**Location identification entries:**
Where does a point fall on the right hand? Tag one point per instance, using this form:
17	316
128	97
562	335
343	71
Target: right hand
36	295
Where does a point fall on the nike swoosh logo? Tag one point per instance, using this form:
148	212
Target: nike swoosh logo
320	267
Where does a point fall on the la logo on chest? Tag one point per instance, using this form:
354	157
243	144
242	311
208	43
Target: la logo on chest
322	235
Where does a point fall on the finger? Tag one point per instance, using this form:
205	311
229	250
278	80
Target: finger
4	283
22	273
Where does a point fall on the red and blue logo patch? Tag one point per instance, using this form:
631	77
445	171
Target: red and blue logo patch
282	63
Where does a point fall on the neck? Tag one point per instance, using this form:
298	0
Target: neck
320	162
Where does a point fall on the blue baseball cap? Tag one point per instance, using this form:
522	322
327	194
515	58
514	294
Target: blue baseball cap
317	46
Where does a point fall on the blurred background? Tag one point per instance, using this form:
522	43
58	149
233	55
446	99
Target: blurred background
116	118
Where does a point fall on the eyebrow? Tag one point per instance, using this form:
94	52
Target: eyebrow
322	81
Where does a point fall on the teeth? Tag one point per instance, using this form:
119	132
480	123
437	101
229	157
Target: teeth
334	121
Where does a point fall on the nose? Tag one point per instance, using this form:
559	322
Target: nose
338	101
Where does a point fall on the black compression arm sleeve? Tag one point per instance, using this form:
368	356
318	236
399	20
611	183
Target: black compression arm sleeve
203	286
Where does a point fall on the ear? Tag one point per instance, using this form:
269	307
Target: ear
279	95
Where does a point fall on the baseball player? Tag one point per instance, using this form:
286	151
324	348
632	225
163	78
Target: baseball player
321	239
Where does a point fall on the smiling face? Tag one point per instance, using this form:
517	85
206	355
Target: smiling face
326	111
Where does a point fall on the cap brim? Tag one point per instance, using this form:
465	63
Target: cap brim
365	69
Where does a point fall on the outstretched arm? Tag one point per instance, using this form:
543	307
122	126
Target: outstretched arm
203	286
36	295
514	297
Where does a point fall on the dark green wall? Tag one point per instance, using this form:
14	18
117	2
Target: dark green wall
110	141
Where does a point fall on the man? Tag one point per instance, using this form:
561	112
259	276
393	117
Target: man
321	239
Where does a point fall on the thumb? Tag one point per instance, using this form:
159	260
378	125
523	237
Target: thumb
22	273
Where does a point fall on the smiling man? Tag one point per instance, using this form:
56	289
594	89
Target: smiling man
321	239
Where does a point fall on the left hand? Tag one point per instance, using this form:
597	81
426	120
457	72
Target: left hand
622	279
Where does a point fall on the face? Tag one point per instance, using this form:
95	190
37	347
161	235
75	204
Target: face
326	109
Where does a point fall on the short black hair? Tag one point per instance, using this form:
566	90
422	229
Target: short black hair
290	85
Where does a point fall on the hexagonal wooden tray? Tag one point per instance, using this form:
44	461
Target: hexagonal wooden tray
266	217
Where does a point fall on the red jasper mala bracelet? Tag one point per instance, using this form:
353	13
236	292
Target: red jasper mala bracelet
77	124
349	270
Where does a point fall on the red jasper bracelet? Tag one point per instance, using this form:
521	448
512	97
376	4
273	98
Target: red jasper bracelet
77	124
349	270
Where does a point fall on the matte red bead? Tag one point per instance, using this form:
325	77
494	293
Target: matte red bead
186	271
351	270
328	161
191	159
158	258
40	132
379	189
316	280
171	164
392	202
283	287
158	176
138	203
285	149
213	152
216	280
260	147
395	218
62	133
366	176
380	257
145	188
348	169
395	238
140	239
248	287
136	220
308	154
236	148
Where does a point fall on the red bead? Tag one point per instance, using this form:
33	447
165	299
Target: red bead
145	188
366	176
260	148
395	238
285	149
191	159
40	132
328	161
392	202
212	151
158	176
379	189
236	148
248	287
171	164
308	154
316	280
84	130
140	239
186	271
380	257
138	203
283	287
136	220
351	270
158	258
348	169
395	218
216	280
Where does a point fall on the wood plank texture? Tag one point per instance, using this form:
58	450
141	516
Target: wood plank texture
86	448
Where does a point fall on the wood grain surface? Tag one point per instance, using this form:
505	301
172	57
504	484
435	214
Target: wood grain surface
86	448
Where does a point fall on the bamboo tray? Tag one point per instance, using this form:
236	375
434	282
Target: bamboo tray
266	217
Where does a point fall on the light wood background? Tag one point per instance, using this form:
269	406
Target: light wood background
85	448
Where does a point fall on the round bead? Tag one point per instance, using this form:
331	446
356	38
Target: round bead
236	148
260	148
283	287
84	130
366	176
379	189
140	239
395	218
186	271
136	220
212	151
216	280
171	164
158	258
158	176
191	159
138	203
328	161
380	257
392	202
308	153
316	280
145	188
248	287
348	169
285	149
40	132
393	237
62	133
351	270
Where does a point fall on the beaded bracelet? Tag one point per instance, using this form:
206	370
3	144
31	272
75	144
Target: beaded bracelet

**TASK DETAILS:**
Everything from the line with "Where does a point fall on the wood grain" through the last line of the material above should be echoed exactly, and nothing else.

**TASK RESULT:**
Where does a point fall on the wood grain surface? Tag one point per instance, using this form:
505	301
172	57
504	484
435	214
Target: wood grain surface
86	448
Where does a point fall on the bamboo tray? Tag one point per instance, using this form:
236	375
434	282
Target: bamboo tray
266	217
Where does a point fall on the light wood background? Tag one point per instance, using this form:
269	406
Target: light wood background
85	448
Where does a point fall on the round bead? Tag one point per instance, using this form:
331	446
356	38
Target: round bead
236	148
260	148
283	287
84	130
366	176
379	189
140	239
395	218
186	271
136	220
212	151
216	280
171	164
158	258
158	176
191	159
138	203
328	161
380	257
392	202
308	153
316	280
145	188
248	287
348	169
285	149
40	132
393	237
62	133
351	270
Where does a point fall on the beaded bracelet? Tag one point per instance, using this form:
206	370
3	144
31	272
75	144
Target: beaded bracelet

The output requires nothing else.